# Passage provided
+===+
Berlin, Scientists in Germany have developed the first complete and compact artificial photosynthesis system that uses solar power to split water and produce hydrogen fuel.
Solar energy can be directly converted into the universal storage medium of hydrogen. This process was first investigated in the 1970s, but has only begun to attract increasing attention in recent years.
Research has focused on materials science for new absorber materials and catalysts to further improve efficiency.
Scientists at Forschungszentrum Juelich, a German research centre, are concentrating on an aspect that has so far largely been neglected - a realistic design that can take this technology from the scientists' laboratories and put it into practical applications.
"To date, photoelectrochemical water splitting has only ever been tested on a laboratory scale," said Burga Turan, from Forschungszentrum Juelich.
"The individual components and materials have been improved, but nobody has actually tried to achieve a real application," said Turan.
The new design is different from the usual laboratory experiments. Instead of individual components the size of a finger nail that are connected by wires, the researchers have developed a compact, self-contained system - constructed completely of low-cost, readily available materials.
With a surface area of 64 square centimetre, their component still appears relatively small.
However, by continuously repeating the basic unit, it will in future even be possible to fabricate systems that are several square metres in size.
The basic unit itself consists of several solar cells connected to each other by a special laser technique.
"This series connection means that each unit reaches the voltage of 1.8 volt necessary for hydrogen production," said Jan-Philipp Becker from Forschungszentrum Juelich.
"This method permits greater efficiency in contrast to the concepts usually applied in laboratory experiments for scaling up," Becker said.
At the moment, the solar-to-hydrogen efficiency of the prototype is 3.9 per cent.
"This is only the first draft for a complete facility. There's still plenty of room for improvement," said Turan.
Natural photosynthesis only achieves an efficiency of one per cent, researchers said.
According to Becker, the design could be increased to around 10 per cent efficiency using conventional solar cell materials.
There are also other approaches, such as using perovskites, a novel class of hybrid materials, with which it is already possible to achieve efficiencies of up to 14 per cent.
The research was published in the journal Nature Communications.
+===+
# To do
[A] List every efficiency percentage given in the article on artificial photosynthesis, each with what it applies to.
[B] In the article on artificial photosynthesis, copy the passage that begins with the words "There are also" and ends with the words "journal Nature Communications.".

# Dataset extract
+===+
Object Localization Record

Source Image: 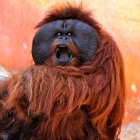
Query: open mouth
+===+
# Responses per task
[A]
- 3.9 per cent: the current solar-to-hydrogen efficiency of the prototype
- One per cent: the efficiency of natural photosynthesis
- Around 10 per cent: what the design could reach using conventional solar cell materials
- Up to 14 per cent: what is already possible with perovskites

[B]
There are also other approaches, such as using perovskites, a novel class of hybrid materials, with which it is already possible to achieve efficiencies of up to 14 per cent.
The research was published in the journal Nature Communications.